[Collected data entries]
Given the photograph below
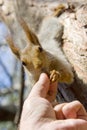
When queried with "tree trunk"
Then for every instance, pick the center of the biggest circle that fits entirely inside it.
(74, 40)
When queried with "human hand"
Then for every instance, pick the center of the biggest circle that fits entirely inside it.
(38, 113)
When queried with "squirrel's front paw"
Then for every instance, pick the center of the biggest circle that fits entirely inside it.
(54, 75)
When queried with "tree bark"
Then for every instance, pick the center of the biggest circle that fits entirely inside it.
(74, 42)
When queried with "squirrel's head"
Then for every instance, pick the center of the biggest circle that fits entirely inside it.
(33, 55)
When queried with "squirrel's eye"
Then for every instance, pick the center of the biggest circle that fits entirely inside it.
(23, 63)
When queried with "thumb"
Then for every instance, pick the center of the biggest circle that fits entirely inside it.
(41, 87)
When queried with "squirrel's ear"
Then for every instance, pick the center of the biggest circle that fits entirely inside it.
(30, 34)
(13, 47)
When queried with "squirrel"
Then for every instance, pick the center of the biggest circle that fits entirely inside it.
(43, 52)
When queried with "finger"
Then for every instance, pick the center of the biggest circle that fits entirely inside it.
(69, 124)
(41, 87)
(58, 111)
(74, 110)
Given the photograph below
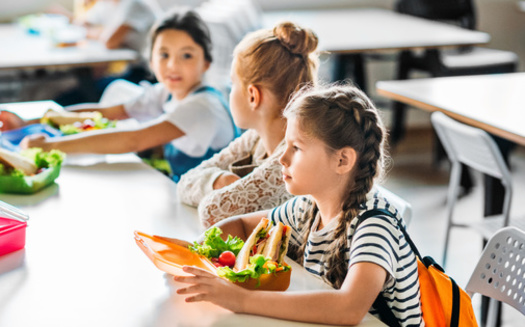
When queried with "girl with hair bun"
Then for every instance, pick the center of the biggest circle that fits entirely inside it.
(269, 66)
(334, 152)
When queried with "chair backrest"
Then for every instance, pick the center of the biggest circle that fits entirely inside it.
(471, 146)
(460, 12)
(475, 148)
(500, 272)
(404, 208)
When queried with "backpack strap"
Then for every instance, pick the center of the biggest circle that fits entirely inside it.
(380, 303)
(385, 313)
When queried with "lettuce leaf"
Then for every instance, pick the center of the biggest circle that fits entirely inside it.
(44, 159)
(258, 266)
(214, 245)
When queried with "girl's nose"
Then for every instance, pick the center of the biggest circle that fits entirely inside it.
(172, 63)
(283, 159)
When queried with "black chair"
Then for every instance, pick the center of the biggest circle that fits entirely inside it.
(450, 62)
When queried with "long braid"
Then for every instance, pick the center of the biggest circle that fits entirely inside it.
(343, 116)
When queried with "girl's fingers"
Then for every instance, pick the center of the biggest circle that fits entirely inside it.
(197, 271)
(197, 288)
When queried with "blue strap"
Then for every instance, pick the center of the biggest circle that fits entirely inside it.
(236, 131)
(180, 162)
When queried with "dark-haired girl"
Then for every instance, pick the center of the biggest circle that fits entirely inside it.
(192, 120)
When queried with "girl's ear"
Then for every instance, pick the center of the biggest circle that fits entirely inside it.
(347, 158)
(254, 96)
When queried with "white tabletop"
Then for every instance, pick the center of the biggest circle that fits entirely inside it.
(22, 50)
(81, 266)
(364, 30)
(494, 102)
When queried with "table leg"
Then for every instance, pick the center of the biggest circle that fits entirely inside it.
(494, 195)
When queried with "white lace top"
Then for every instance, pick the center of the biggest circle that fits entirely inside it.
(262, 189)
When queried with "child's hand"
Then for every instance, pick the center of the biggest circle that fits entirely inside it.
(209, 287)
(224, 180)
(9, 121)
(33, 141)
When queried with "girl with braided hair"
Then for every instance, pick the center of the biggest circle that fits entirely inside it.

...

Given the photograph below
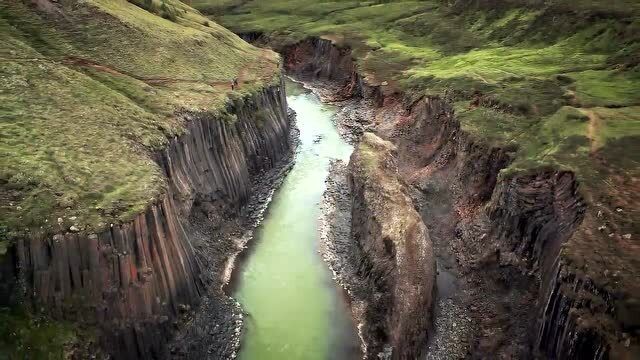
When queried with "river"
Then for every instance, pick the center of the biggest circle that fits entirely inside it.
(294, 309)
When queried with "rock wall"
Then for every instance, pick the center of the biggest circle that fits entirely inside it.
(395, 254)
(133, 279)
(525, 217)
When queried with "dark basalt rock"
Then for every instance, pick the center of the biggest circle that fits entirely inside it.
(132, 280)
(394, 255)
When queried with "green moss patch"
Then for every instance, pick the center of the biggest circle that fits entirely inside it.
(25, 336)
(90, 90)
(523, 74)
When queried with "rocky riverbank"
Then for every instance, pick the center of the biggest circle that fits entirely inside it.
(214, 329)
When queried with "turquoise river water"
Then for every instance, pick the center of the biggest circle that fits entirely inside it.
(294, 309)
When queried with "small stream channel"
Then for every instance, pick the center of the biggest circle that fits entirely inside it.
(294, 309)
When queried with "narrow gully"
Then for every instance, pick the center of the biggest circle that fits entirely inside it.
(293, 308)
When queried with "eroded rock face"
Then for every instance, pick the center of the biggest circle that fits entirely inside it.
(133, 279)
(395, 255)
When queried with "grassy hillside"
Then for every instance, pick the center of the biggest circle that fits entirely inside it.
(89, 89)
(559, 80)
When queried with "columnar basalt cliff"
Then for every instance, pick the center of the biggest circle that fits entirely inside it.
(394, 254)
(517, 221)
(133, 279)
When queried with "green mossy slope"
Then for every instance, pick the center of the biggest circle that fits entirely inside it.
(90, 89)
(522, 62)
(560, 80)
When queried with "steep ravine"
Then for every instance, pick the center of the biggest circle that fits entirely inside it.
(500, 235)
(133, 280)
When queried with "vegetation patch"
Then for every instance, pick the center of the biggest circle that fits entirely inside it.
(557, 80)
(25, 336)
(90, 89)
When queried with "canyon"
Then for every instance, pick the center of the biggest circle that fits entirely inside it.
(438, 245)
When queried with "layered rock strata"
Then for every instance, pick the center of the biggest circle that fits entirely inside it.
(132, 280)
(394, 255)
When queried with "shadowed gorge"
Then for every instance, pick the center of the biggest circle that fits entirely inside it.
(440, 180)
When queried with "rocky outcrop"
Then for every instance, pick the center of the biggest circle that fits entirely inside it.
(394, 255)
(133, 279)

---

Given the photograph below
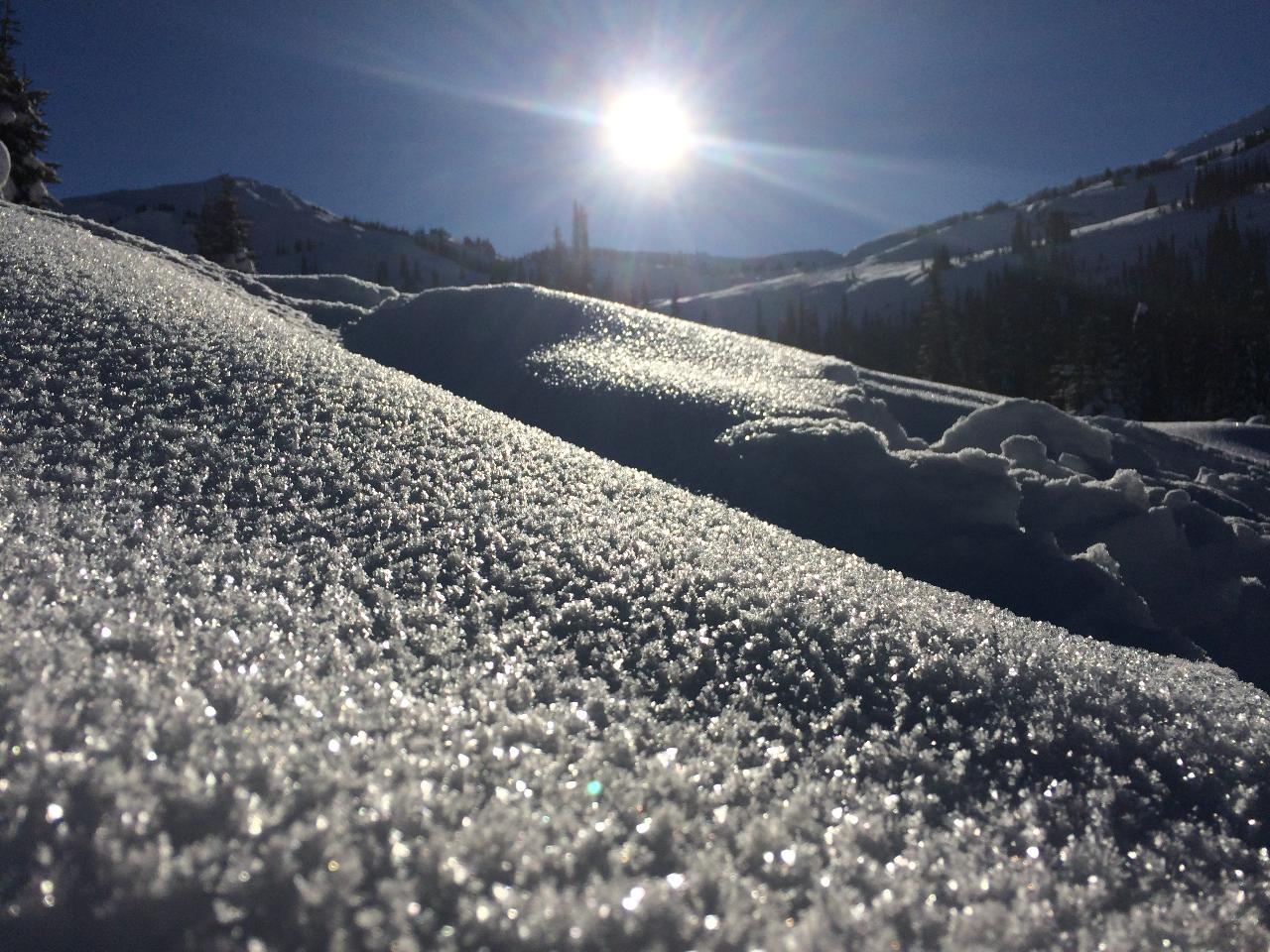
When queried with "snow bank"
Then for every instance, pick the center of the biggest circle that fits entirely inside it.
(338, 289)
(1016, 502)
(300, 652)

▶ _WHAT IS ASKED_: Identify every line in the listing above that contains the string "rocky". Case counts.

▶ _ANSWER BELOW_:
When queried with "rocky riverbank"
When queried with "rocky outcrop"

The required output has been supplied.